Extracted records:

★ ★ ★ ★ ★

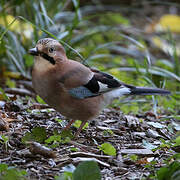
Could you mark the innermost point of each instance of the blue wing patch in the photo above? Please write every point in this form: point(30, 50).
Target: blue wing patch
point(81, 92)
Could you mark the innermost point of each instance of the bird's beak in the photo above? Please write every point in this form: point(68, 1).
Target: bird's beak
point(33, 51)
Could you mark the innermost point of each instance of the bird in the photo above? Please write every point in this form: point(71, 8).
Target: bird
point(76, 91)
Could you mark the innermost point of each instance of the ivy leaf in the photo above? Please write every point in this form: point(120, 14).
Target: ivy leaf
point(88, 170)
point(108, 149)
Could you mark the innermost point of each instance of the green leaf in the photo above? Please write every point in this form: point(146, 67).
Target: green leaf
point(10, 83)
point(108, 149)
point(87, 170)
point(4, 96)
point(169, 172)
point(40, 100)
point(78, 123)
point(28, 60)
point(177, 140)
point(3, 167)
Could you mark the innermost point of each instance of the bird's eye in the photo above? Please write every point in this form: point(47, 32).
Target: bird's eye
point(51, 50)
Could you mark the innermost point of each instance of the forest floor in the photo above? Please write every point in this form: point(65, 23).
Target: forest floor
point(136, 139)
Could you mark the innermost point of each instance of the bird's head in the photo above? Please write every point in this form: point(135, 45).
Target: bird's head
point(49, 50)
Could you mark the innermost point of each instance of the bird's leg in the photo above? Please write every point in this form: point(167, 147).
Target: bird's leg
point(69, 124)
point(80, 128)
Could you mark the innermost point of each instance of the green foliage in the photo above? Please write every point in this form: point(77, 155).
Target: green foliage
point(78, 123)
point(37, 134)
point(108, 149)
point(10, 83)
point(170, 172)
point(9, 173)
point(40, 100)
point(177, 140)
point(4, 96)
point(4, 140)
point(56, 139)
point(88, 170)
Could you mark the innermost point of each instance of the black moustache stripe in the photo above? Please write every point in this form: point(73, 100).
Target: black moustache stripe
point(48, 58)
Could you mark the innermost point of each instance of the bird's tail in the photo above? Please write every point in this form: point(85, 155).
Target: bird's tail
point(148, 91)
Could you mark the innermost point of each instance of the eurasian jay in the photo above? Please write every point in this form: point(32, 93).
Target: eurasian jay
point(76, 91)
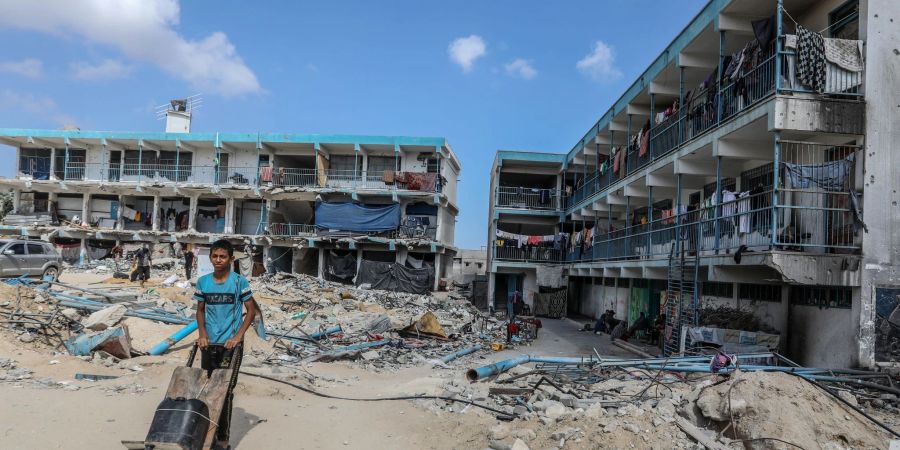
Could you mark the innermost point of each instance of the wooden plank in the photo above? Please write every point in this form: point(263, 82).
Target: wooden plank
point(698, 435)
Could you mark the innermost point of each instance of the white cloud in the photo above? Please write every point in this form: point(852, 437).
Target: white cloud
point(29, 68)
point(600, 63)
point(464, 51)
point(144, 31)
point(107, 70)
point(521, 68)
point(42, 107)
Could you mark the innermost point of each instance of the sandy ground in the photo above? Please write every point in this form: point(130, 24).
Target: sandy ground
point(100, 414)
point(266, 415)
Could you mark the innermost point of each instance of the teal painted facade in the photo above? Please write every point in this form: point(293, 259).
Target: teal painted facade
point(709, 14)
point(219, 138)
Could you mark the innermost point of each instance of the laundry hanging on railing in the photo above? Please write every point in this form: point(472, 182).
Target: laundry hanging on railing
point(417, 181)
point(830, 176)
point(811, 59)
point(524, 239)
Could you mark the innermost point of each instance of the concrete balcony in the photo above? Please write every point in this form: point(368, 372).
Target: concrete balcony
point(527, 198)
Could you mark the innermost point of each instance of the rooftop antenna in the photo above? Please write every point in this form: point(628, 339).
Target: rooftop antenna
point(178, 113)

★ ★ ★ ★ ★

Your task: Word for word, restate the lines above from the line containing "form: point(263, 82)." through the line containing "form: point(852, 437).", with both included and nothing else.

Answer to the exercise:
Could you mark the innermost point of each instance of the wooden plank in the photo above? Please write every point in this form: point(263, 82).
Target: wooden plank
point(698, 435)
Could you mark the innermost point of each instance of the white cloud in the photo above? Please write every point in this form: point(852, 437).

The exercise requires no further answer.